━━━━━ DATA FOR THIS TASK

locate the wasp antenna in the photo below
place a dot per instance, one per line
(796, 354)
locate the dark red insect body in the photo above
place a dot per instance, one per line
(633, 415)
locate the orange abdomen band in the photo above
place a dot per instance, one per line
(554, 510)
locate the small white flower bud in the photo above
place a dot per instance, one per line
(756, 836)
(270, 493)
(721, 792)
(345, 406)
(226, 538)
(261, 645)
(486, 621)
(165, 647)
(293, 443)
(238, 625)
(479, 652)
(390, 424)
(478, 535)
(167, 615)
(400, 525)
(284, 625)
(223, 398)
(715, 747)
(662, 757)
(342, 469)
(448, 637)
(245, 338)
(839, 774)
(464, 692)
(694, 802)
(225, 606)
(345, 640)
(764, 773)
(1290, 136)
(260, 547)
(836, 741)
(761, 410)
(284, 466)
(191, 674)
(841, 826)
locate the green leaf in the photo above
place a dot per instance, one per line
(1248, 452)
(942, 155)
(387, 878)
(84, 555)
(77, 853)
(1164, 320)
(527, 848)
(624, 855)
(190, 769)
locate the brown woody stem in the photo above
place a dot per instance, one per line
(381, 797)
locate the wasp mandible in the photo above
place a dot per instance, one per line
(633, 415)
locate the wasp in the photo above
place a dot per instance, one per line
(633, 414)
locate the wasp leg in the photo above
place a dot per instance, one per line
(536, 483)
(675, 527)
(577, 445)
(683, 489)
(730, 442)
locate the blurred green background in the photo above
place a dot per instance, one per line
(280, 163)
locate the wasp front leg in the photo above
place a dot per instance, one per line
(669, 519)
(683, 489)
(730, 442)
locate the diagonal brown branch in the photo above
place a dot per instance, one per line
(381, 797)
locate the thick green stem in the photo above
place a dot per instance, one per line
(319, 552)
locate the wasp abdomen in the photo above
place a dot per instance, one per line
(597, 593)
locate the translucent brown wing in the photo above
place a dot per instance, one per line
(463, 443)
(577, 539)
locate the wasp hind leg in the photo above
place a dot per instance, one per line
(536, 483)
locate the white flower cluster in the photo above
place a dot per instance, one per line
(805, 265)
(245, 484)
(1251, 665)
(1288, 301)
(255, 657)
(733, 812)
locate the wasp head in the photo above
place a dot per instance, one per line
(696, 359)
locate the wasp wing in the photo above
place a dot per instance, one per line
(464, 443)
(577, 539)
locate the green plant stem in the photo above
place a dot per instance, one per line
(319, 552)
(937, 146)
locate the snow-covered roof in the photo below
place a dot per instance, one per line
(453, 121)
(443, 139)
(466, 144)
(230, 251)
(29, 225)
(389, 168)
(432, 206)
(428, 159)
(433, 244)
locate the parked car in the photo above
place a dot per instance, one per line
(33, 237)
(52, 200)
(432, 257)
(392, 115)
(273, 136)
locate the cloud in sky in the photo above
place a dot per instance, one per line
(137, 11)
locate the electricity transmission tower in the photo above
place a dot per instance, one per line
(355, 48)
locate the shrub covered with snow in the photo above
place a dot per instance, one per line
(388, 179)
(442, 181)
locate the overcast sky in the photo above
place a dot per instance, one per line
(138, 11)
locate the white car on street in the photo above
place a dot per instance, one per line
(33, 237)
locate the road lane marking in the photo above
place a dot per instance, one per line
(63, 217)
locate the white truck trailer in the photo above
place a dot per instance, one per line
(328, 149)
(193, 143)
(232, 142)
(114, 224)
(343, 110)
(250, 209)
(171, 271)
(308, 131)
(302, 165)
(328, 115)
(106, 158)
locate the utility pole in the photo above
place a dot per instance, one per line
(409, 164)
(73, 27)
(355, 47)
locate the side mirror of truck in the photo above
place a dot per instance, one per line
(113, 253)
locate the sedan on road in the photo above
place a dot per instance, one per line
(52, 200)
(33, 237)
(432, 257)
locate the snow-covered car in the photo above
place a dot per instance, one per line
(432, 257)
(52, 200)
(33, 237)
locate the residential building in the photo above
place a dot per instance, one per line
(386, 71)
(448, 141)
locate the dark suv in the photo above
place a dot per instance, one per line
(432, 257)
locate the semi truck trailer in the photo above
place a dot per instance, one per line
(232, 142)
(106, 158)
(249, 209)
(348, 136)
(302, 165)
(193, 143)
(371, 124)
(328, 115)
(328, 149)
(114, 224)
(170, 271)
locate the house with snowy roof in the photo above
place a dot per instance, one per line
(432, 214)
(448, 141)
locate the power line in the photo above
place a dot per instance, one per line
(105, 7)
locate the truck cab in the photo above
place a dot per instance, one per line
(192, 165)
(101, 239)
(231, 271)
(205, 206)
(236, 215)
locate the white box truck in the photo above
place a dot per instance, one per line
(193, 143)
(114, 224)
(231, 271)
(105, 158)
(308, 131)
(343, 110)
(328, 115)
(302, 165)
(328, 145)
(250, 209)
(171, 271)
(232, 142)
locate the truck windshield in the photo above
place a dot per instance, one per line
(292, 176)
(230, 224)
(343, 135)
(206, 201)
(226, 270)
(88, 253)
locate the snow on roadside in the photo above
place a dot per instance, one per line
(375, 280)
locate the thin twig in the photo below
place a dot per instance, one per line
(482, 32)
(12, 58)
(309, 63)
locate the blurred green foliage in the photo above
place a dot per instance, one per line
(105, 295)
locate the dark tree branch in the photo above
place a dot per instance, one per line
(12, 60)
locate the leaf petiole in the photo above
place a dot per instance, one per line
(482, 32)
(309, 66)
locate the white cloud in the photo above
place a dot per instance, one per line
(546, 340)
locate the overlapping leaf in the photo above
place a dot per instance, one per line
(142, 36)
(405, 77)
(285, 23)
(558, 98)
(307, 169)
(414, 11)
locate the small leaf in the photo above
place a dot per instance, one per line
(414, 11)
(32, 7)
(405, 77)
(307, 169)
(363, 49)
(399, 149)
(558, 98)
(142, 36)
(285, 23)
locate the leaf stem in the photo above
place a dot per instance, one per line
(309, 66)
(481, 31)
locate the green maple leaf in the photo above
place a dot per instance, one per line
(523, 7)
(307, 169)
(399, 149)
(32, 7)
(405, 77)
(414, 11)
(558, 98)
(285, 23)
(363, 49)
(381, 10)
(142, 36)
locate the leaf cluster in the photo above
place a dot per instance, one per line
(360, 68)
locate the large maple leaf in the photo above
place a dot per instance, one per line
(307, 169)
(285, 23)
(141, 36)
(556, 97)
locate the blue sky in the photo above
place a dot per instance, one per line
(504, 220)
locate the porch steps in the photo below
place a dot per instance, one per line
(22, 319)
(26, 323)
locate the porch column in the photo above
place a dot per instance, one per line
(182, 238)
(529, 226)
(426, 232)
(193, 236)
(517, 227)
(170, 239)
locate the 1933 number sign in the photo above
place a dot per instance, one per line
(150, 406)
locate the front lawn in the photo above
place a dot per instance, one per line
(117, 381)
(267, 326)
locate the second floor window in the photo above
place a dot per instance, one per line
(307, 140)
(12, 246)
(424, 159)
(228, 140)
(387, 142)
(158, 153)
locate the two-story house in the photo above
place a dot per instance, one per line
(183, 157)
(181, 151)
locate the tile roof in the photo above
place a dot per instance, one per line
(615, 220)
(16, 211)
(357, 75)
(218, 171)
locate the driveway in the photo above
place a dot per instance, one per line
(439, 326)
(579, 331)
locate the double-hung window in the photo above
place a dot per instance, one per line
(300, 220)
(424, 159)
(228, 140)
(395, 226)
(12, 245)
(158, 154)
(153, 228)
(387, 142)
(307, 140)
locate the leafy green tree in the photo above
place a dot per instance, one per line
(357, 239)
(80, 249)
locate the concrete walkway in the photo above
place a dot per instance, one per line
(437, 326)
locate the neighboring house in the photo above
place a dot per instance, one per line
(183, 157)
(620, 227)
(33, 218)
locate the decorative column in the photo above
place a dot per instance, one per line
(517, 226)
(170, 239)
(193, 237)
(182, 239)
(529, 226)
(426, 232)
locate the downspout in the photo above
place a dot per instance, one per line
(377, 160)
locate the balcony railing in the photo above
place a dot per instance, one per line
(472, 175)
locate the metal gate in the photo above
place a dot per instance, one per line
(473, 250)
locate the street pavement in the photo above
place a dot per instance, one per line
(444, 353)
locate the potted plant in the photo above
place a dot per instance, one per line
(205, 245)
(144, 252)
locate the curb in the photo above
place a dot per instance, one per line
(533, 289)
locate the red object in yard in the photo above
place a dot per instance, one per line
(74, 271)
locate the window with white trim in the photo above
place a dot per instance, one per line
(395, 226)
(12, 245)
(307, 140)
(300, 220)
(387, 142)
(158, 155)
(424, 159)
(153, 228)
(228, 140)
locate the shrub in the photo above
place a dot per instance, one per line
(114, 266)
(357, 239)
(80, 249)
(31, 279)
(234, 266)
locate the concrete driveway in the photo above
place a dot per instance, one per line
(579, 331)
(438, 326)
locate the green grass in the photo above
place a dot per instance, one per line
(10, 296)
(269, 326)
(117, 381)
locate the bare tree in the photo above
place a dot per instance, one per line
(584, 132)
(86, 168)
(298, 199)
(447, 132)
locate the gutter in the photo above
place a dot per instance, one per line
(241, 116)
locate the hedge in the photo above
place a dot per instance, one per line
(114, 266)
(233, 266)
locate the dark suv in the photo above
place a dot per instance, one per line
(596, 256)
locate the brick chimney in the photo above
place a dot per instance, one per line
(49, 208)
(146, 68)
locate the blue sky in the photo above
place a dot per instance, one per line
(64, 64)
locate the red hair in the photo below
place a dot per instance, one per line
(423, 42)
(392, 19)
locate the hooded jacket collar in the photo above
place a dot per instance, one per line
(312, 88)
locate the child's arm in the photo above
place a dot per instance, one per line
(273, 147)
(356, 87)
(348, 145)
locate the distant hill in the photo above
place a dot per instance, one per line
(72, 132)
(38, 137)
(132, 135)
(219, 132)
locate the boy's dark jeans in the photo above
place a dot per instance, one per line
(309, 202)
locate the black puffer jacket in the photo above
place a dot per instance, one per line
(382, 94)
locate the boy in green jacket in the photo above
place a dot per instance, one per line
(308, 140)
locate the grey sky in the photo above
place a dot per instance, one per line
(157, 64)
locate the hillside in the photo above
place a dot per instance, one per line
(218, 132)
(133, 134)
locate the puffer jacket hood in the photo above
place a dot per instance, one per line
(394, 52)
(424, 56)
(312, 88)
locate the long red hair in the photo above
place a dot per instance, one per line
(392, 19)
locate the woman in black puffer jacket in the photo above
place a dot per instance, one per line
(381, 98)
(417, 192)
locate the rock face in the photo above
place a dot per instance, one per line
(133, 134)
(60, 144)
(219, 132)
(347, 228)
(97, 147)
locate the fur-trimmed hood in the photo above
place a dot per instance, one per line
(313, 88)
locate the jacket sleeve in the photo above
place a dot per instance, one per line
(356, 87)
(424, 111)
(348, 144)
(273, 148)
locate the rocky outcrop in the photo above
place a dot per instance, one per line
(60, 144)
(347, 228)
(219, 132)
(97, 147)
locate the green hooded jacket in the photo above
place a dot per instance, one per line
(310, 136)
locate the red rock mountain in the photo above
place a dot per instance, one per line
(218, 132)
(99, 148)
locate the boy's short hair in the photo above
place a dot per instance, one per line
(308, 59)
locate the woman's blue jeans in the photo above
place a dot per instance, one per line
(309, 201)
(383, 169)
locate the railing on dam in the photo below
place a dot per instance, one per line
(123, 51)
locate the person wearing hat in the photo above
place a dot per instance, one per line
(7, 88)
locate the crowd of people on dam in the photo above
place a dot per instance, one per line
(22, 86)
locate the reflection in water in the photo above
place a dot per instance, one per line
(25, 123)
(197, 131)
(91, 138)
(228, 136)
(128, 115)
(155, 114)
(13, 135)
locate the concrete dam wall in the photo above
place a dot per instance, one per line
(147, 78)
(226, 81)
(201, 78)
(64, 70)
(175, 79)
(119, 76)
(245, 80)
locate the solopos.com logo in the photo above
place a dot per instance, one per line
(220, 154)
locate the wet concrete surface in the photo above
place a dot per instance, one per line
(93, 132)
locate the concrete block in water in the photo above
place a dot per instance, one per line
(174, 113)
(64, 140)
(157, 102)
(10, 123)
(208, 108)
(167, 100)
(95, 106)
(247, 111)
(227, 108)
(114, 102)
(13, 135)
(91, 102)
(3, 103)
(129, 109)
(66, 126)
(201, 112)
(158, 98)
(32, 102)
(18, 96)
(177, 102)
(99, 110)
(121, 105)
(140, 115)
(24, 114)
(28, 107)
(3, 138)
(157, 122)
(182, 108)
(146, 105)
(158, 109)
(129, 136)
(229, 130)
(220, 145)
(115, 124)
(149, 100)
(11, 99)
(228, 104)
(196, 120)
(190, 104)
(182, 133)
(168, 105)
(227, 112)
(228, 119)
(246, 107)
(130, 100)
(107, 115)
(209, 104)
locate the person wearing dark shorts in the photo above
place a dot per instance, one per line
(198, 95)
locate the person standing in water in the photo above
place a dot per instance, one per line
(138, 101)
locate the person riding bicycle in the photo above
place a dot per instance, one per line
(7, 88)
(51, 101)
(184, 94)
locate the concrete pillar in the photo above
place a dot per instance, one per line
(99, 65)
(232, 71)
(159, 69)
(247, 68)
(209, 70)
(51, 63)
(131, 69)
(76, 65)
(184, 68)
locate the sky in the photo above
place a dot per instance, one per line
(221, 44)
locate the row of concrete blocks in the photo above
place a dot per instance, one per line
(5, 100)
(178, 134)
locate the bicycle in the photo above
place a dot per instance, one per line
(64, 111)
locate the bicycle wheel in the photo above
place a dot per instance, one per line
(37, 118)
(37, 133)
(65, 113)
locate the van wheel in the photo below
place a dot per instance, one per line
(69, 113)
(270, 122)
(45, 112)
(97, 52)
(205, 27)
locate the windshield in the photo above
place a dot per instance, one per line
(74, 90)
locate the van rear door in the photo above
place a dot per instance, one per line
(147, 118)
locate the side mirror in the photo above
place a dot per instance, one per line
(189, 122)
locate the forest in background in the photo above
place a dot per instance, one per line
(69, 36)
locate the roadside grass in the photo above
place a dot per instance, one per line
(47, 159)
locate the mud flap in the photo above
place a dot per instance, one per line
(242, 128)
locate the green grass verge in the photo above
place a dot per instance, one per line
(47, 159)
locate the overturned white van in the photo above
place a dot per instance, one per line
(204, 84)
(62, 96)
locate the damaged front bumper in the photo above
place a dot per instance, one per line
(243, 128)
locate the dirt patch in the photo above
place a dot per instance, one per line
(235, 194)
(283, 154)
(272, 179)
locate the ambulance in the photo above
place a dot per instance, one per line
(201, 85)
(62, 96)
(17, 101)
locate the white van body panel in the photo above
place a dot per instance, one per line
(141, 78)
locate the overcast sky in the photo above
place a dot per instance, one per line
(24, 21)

━━━━━━━━━━

*YOUR TASK*
Give back, exactly as written, the lines from the one with "locate the green grass verge" to the last line.

*EXERCISE RESPONSE*
locate the green grass verge in the photo above
place a dot per instance, one per line
(47, 159)
locate the overturned white van in the photo above
place a dot per instance, one per line
(204, 84)
(62, 96)
locate the damaged front bumper in the photo above
place a dot per instance, one per line
(243, 128)
locate the dirt patch in the photo above
place a dot per instance, one per line
(235, 194)
(283, 154)
(272, 179)
locate the ambulance in the photo above
place a dot per instance, one per line
(201, 85)
(62, 96)
(17, 101)
locate the white van body panel in the photo above
place a dot per instance, one per line
(141, 78)
locate the overcast sky in the photo above
place a dot per instance, one per line
(24, 21)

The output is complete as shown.